[WHAT NEEDS TO BE DONE]: Word for word, copy the records and drop the pictures.

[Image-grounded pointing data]
◇ ◇ ◇ ◇

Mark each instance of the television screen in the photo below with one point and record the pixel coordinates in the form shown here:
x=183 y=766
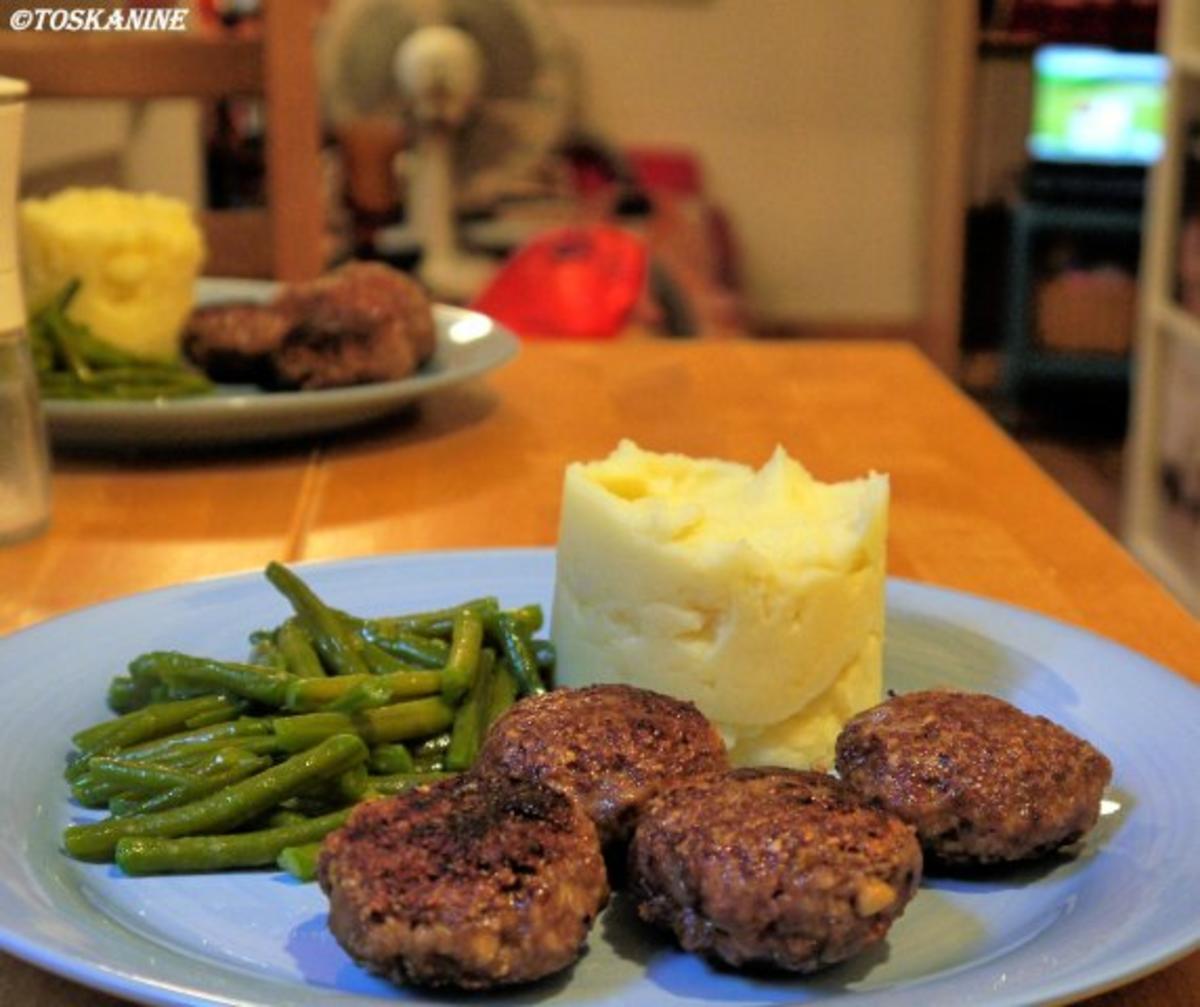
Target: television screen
x=1097 y=106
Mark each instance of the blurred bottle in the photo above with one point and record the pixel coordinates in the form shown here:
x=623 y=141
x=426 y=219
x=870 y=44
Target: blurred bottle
x=24 y=468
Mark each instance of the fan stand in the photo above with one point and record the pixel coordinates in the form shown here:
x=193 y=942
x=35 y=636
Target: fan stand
x=441 y=69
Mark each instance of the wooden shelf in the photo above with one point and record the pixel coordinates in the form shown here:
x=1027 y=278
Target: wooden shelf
x=1181 y=323
x=149 y=65
x=1187 y=63
x=1163 y=565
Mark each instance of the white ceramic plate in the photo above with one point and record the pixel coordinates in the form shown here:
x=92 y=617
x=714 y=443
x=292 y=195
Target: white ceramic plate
x=468 y=345
x=1123 y=906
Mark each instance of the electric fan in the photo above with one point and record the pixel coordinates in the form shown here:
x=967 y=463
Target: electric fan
x=485 y=90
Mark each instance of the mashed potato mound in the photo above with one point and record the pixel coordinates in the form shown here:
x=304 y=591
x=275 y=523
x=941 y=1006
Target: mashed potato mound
x=759 y=595
x=136 y=257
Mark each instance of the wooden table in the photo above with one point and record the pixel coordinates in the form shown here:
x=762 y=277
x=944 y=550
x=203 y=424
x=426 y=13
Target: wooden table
x=483 y=466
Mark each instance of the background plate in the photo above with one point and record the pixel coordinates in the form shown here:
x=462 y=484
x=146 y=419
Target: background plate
x=468 y=345
x=1125 y=905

◇ ◇ ◇ ◇

[OUTPUT FOR THIS TASK]:
Mark each instance of the television screen in the photo below with one point and record the pixel coordinates in the form shown here:
x=183 y=766
Target: television screen
x=1097 y=106
Mark each instance of the blurred bottle in the photo above with one point and record the pixel coordinates in the form shown here:
x=623 y=141
x=426 y=219
x=870 y=44
Target: blurred bottle
x=24 y=468
Mark each instance of the fan stand in the photo above with one point and record the pixel coordinates in the form shown here:
x=193 y=942
x=35 y=636
Target: fan stand
x=441 y=69
Mark each instance of the wooden shelf in the photo above with one point and record the pixel coordinates in the form shown here:
x=1027 y=278
Target: wooden shelf
x=1181 y=323
x=149 y=65
x=1187 y=63
x=1163 y=565
Mark each instance of the white ceramic plate in the photo above with one point and record the pixel coordinates in the form shown here:
x=92 y=617
x=714 y=443
x=292 y=195
Target: white ceramic plate
x=468 y=345
x=1123 y=906
Mark each instance of the electric fan in the photo above with one point and record the pixel coordinates in the form shown here:
x=967 y=463
Target: electric fan
x=485 y=90
Mark each instance of the mashed potato mound in the photo above with one point and record the pixel coordinates in the form shown here:
x=304 y=591
x=275 y=523
x=941 y=1006
Target: mashed potato mound
x=759 y=595
x=136 y=257
Mark each instance of the wooden table in the photo above with one point and record the pixel coordinates in the form shown here:
x=762 y=277
x=944 y=550
x=203 y=424
x=426 y=13
Target: wooden table
x=483 y=466
Mark each instance of the background plate in the photo above with one point and record the pixel coordinates in the form shown here:
x=462 y=484
x=146 y=419
Target: background plate
x=468 y=345
x=1125 y=905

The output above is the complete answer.